▶ [What this task involves]:
Arrange the lines from the one containing "Point out the yellow car, one" through the end of the items as a JSON list of strings, one string per line, with blank lines left out. Leave the pictures out of your answer.

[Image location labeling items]
-*-*-

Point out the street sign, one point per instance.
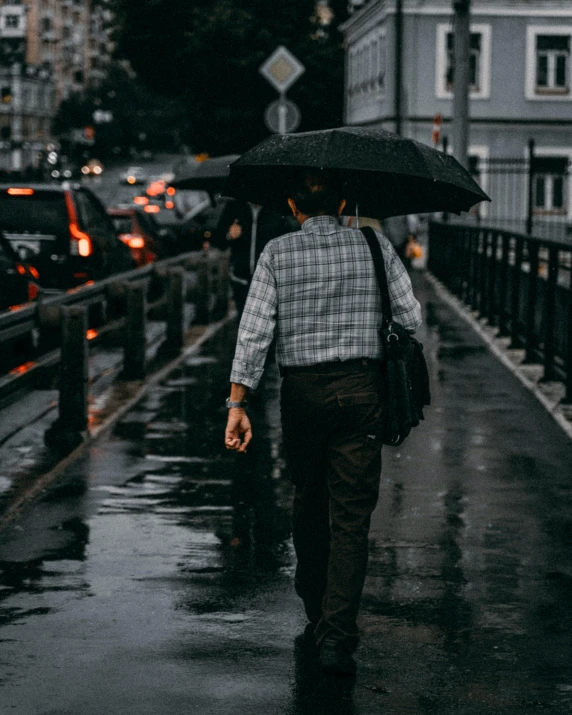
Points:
(282, 69)
(282, 116)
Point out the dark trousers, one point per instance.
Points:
(330, 420)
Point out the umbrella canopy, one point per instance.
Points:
(383, 174)
(210, 175)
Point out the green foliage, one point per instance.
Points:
(137, 112)
(207, 54)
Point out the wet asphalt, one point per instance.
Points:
(156, 577)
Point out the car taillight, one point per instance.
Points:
(80, 244)
(17, 191)
(33, 291)
(132, 241)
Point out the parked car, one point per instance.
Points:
(198, 228)
(134, 175)
(63, 231)
(93, 167)
(138, 231)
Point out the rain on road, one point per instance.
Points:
(157, 576)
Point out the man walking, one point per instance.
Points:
(316, 291)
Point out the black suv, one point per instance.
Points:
(17, 283)
(62, 231)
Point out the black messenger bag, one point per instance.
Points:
(405, 374)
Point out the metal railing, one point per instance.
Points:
(59, 330)
(520, 284)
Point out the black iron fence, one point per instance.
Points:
(530, 194)
(60, 331)
(520, 284)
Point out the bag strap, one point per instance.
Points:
(379, 264)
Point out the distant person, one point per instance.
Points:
(400, 230)
(246, 229)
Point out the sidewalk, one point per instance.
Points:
(156, 577)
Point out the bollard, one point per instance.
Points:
(66, 432)
(223, 285)
(175, 311)
(135, 333)
(203, 290)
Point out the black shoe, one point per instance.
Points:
(334, 658)
(310, 633)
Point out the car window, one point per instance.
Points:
(94, 218)
(122, 224)
(42, 212)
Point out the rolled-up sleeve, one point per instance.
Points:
(405, 307)
(257, 325)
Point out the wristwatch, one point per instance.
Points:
(229, 404)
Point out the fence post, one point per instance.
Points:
(531, 340)
(175, 311)
(66, 432)
(530, 191)
(568, 397)
(135, 333)
(503, 279)
(203, 290)
(549, 347)
(516, 341)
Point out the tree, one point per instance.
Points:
(207, 54)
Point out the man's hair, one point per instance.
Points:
(317, 193)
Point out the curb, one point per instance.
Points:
(45, 480)
(550, 402)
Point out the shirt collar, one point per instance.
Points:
(317, 223)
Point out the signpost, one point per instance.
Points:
(282, 69)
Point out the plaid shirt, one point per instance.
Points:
(317, 287)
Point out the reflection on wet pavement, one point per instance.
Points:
(157, 577)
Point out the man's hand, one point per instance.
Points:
(235, 230)
(238, 430)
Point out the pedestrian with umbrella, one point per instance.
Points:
(316, 291)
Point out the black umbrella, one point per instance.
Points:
(210, 175)
(383, 174)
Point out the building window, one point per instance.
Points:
(550, 184)
(12, 21)
(548, 73)
(366, 65)
(474, 62)
(479, 62)
(553, 63)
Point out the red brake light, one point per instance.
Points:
(81, 242)
(33, 291)
(132, 241)
(20, 192)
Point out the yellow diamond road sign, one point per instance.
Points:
(282, 69)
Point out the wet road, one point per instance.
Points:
(157, 578)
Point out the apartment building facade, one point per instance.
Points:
(521, 81)
(49, 49)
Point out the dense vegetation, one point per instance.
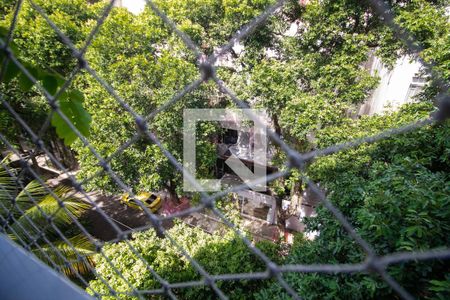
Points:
(396, 192)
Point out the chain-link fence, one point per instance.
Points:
(206, 65)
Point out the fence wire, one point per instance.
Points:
(207, 69)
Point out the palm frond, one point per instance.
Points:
(79, 257)
(30, 194)
(49, 206)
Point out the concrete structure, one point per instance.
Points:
(397, 86)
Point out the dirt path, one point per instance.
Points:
(123, 216)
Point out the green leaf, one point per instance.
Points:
(50, 83)
(71, 105)
(11, 71)
(25, 83)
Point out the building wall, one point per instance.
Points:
(397, 86)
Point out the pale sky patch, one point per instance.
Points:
(134, 6)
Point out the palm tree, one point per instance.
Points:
(25, 211)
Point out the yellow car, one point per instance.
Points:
(150, 200)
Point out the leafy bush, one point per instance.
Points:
(217, 254)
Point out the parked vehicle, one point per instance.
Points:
(151, 200)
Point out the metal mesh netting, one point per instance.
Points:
(37, 232)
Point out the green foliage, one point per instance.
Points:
(217, 253)
(70, 101)
(26, 211)
(396, 193)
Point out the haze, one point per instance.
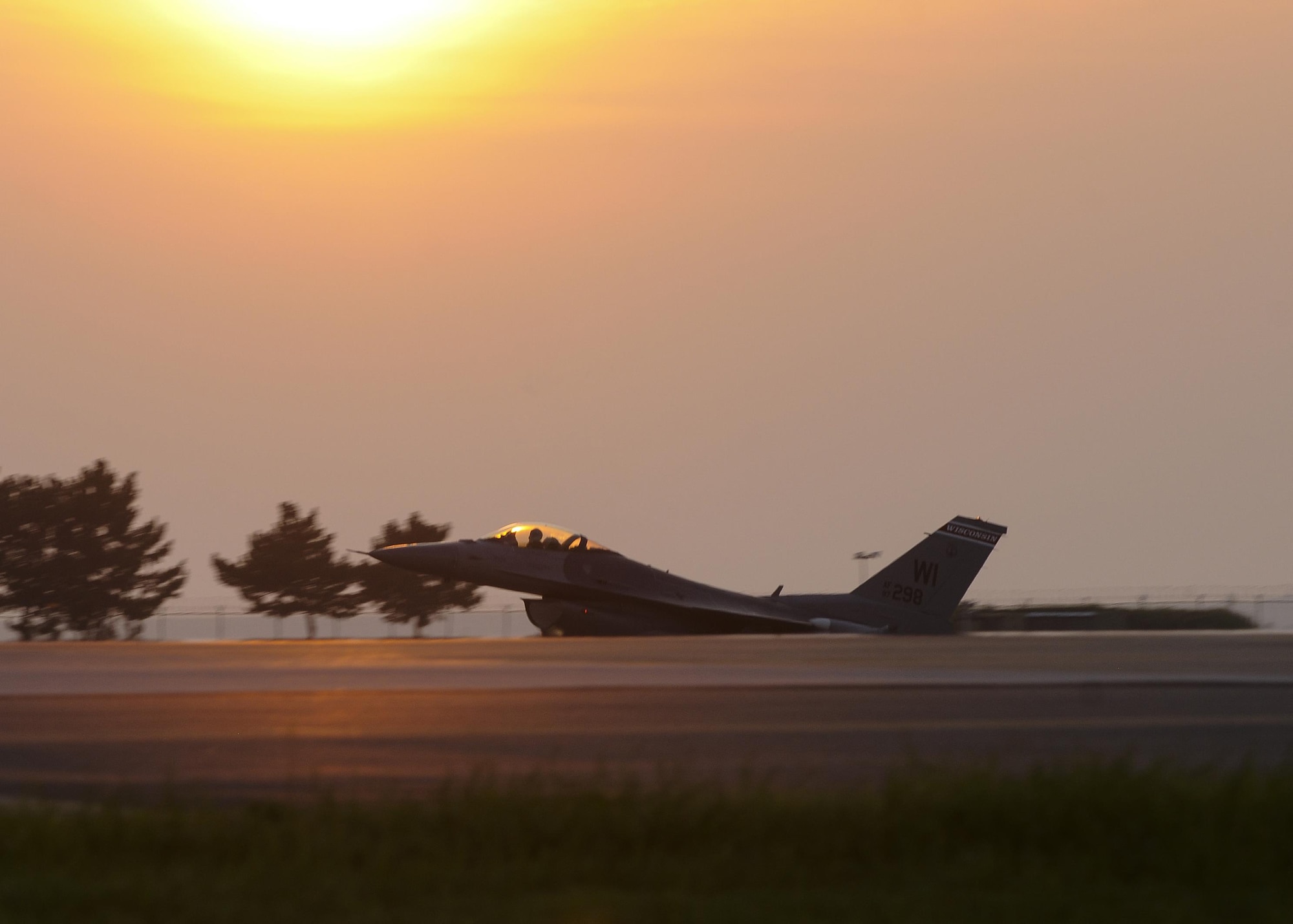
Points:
(738, 289)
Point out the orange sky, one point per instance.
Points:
(735, 288)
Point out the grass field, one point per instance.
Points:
(1088, 844)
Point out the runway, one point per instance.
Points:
(267, 718)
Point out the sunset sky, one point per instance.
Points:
(738, 288)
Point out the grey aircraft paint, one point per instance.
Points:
(581, 588)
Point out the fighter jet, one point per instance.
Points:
(582, 588)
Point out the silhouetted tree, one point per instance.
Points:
(407, 596)
(74, 559)
(290, 568)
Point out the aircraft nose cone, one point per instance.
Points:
(429, 558)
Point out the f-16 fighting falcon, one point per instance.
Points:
(585, 589)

-*-*-

▶ [Result of this exercise]:
[
  "Point out the yellow car, one point per instance.",
  "Points:",
  "(150, 200)",
  "Point out the leafy bush, one point per instance.",
  "Points:",
  "(217, 254)",
  "Point out the parked vehicle, one point per instance.",
  "Points:",
  "(151, 200)",
  "Point out the metal mesh netting, one point per instance.",
  "Points:",
  "(37, 232)",
  "Point out the green foliage, one point per instance.",
  "Points:",
  "(217, 253)",
  "(70, 101)",
  "(26, 211)",
  "(396, 193)",
  "Point out the haze, one point per instance.",
  "Points:",
  "(738, 289)",
  "Point out the orange sky, one point per instance.",
  "Points:",
  "(735, 288)",
  "Point out the grass field, one point per instance.",
  "Points:",
  "(1088, 844)",
  "Point out the runway, one point per instance.",
  "Points:",
  "(267, 718)",
  "Point out the sunset sky, one point per instance.",
  "Points:",
  "(738, 288)",
  "Point out the grey aircraft paint, one point per instance.",
  "Points:",
  "(581, 588)",
  "Point out the fighter jet, one point per instance.",
  "Points:",
  "(582, 588)",
  "Point out the silhouetted tree, one point per instance.",
  "Points:",
  "(407, 596)",
  "(74, 559)",
  "(290, 568)",
  "Point out the aircraft nose cone, one point per instance.",
  "Points:",
  "(429, 558)",
  "Point out the f-16 fighting falcon, one point per instance.",
  "Points:",
  "(585, 589)"
]